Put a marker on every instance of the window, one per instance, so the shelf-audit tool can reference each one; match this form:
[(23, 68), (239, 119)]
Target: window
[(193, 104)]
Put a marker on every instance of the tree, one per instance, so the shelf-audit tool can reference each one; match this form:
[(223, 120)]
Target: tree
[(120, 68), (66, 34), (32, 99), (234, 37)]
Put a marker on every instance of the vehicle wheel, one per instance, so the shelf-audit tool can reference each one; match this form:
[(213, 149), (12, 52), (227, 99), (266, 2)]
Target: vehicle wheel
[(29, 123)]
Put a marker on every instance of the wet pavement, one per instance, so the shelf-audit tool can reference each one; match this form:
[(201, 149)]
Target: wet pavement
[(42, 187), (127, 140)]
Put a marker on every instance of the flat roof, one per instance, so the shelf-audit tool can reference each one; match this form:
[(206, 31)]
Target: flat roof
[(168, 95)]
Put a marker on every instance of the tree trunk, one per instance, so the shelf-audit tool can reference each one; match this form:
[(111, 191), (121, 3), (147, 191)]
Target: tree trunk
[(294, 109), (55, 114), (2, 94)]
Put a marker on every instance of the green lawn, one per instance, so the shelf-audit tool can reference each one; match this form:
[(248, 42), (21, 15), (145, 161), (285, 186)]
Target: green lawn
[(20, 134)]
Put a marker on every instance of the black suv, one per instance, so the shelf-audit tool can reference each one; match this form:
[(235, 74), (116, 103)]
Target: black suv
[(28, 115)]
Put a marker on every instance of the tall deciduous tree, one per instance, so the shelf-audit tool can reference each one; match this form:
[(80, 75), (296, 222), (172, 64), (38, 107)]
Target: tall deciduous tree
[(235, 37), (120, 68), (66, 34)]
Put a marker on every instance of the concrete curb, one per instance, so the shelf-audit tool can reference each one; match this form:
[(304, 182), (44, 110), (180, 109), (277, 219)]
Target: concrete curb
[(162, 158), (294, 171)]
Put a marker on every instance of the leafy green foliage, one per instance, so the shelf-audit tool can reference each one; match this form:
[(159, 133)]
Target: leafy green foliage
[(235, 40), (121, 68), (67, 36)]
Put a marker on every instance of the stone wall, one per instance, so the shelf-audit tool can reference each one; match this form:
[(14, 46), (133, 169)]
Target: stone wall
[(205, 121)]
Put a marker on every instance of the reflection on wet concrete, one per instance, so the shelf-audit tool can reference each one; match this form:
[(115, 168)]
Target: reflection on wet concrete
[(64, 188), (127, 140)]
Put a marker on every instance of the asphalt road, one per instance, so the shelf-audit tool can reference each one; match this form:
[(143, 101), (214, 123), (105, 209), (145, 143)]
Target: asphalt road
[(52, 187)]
==============================
> What you need to do: Reproduce everything from the line containing "Put a marker on every instance of the asphalt" down to the end of the material, requests included, and shift every point coordinate in the answers by -78.

> Answer below:
Put a marker on every instance of the asphalt road, one per instance, so the shelf-audit tool can reference each one; match this form:
[(143, 101), (214, 123), (105, 209), (145, 143)]
Target: asphalt road
[(-26, 109)]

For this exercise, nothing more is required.